## Your objective
The copy you give must match the listing below exactly and contain no pictures.

## Records shown
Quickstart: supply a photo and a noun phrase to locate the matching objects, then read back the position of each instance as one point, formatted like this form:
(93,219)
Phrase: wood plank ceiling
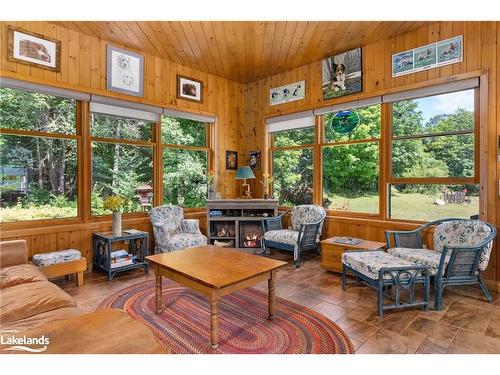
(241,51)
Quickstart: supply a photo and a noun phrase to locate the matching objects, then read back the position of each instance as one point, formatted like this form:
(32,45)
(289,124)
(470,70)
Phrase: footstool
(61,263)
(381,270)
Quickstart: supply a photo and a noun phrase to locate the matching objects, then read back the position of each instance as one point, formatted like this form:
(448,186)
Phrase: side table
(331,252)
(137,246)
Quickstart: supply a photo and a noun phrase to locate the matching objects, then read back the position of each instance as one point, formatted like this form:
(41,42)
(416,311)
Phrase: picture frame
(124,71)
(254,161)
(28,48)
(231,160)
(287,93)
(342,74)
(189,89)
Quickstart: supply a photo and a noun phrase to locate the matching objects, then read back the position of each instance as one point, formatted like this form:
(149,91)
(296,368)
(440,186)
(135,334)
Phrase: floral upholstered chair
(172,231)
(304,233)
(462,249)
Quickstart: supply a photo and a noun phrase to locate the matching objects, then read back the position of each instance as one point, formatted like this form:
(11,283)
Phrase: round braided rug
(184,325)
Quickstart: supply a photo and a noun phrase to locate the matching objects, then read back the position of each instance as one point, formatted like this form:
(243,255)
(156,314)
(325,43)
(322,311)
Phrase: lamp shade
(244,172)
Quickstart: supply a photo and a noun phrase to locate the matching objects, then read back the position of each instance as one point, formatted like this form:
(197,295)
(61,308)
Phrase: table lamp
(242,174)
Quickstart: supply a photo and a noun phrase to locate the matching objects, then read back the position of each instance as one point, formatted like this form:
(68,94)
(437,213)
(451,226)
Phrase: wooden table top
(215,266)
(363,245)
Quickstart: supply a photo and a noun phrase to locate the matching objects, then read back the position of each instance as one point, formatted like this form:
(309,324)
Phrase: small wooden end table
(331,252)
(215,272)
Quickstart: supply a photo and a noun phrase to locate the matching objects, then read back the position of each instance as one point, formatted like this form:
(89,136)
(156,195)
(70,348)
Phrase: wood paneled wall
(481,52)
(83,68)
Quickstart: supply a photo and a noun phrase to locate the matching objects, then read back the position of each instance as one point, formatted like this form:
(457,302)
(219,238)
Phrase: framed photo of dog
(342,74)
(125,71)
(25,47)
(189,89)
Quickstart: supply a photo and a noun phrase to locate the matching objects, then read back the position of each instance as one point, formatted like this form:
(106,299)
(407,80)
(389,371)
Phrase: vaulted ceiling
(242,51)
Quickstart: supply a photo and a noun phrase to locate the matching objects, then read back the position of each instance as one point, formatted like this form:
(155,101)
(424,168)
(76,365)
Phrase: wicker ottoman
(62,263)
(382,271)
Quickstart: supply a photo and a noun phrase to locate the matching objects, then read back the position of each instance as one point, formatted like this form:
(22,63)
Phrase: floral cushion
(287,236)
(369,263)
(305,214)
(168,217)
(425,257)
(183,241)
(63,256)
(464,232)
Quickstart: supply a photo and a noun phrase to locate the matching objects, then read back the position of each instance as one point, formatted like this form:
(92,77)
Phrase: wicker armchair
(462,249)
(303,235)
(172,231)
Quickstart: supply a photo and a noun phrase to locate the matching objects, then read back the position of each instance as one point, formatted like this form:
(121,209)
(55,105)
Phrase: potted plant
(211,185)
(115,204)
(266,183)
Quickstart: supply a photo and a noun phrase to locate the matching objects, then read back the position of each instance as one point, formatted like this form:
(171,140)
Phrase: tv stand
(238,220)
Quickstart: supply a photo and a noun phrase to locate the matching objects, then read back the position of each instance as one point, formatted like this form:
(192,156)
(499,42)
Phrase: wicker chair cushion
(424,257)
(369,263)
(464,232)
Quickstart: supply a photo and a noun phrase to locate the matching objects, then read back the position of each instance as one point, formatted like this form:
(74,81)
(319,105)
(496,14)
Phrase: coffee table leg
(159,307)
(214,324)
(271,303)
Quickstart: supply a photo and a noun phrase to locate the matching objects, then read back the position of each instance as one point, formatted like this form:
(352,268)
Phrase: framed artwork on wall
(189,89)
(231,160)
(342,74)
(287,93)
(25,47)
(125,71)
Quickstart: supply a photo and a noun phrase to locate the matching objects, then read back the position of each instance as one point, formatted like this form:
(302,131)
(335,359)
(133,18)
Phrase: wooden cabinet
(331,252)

## Answer for this exercise
Quickstart: supply a photo and a noun phrase to locate the matching objects, then read back the position of each instance as one point, formatted like this form:
(93,219)
Phrase: wood plank ceiling
(241,51)
Quickstart: supply a photo and a noun phrase to locate the matching objects, then read back the position of each instance as one point, formatted like this form:
(32,45)
(289,124)
(470,70)
Phrase: footstool
(61,263)
(381,270)
Quickstart: supply a photo and a noun phrase to locate the matching objects, then read back the position of each instance as one point, formatted like this form:
(448,186)
Phrase: side table
(331,252)
(137,246)
Quickstart: supply a photo and a noun phrase to locate the matching objects, then read back the position of each instance as one point, formatted like this form:
(41,42)
(416,311)
Phrase: picture frame
(124,71)
(254,161)
(28,48)
(231,160)
(287,93)
(342,74)
(189,89)
Quickstart: supply a photo and a noun phrase to locate the matching objects, then read back the position of each instance as one point, formatted like this form:
(149,91)
(296,368)
(440,186)
(135,334)
Phrase: floral upholstered chair
(172,231)
(304,233)
(462,249)
Quickstart: supply a photo and a noun phrase to locate the matching objects, then read back the position of each instance as one point, formatted like this form:
(11,283)
Phrase: round braided rug
(184,325)
Quickstart: supply a photo and a noun phrase to locate the matching objects, then read back the position of each instance as one point, formatted like this form:
(243,255)
(156,314)
(325,43)
(322,311)
Phrase: lamp shade
(244,172)
Quickstart: supply a photo and a noun phrase to locate the matching objects, then read back the position of each instance as one point, formatted like this form:
(197,295)
(61,308)
Phrase: table lamp
(242,174)
Quickstart: supply a photo and a noun phrase to locate the matching objects, then read back the position of each instance as one point, formatted like this form:
(68,94)
(437,213)
(451,226)
Phrase: wooden table top
(215,266)
(363,245)
Quickstart: supply a photo and a noun phrase to locate the matching objects, then read back the position of each instance as one point, formatted like this form:
(309,324)
Phrase: small wooden end table
(331,252)
(215,272)
Quickstart: supply a photo and a noun phrase to locate the matching objects, then read back the position of each instance as one point, formatted like this form:
(89,136)
(156,195)
(70,348)
Phrase: wood paneled wall
(481,52)
(83,68)
Quickstart: supply a photo and a noun phrase to locate the matching objects, then read back the position of each instance as one point, formatted like this form:
(457,302)
(219,238)
Phrase: framed photo of dog
(342,74)
(125,71)
(25,47)
(189,89)
Quickstart: supply a photo and a noun phrase to locate the matching objects, then read back the position of each instance as one point, formatted like this form:
(106,299)
(407,80)
(389,371)
Phrase: vaulted ceiling
(242,51)
Quickstart: supply a photo and a noun phrase to locate the matching objects, then read back the position of each instance as one point, formatted like this form:
(155,101)
(424,168)
(76,365)
Phrase: wicker ottoman
(62,263)
(382,271)
Quickstart: supply a photo and a noun phrase to locate the matching objects, then read back the position of each instance as one point, formatted like this form:
(22,63)
Phrase: floral cushion
(287,236)
(369,263)
(305,214)
(168,217)
(425,257)
(183,241)
(63,256)
(464,232)
Quickstart: supply a photo and a noun phrase to locate the matching objects, then read back the position of each instance as one point, formatted like this form:
(92,77)
Phrase: wicker armchair
(462,249)
(303,235)
(172,231)
Quickstart: supply a photo and a noun phrase to locate the matching objects, then read back the position of each instance as one point, formatted like this form:
(121,209)
(55,105)
Phrase: potted plant
(211,185)
(115,204)
(266,183)
Quickstart: supply a photo and a noun phrase to locate the matching objects, then read back the position of each instance as one point, formatted like this form:
(171,140)
Phrase: tv stand
(238,220)
Quickstart: supply a photo and a noun phrase to locate the matching objects, then read back the position of each instance as one point, formatted like this form:
(192,156)
(499,42)
Phrase: wicker chair cushion
(424,257)
(369,263)
(464,232)
Quickstart: supply a photo and a noun phrase to locate the matching objects, then read back the position of each instance as one point, formatted like this form:
(74,81)
(319,105)
(496,14)
Phrase: coffee table leg
(159,307)
(214,324)
(271,303)
Quickstart: supply a photo and a noun phrase to locate the matching objects, then read back the position of each instance as one point, formatted like this form:
(352,268)
Phrase: framed artwork on wall
(189,89)
(231,160)
(342,74)
(287,93)
(25,47)
(125,71)
Quickstart: supply a photo and a noun phrase to locate the matching objects, then read back the position of each instance as one point, formatted like this form:
(302,131)
(335,359)
(133,18)
Phrase: wooden cabinet
(331,252)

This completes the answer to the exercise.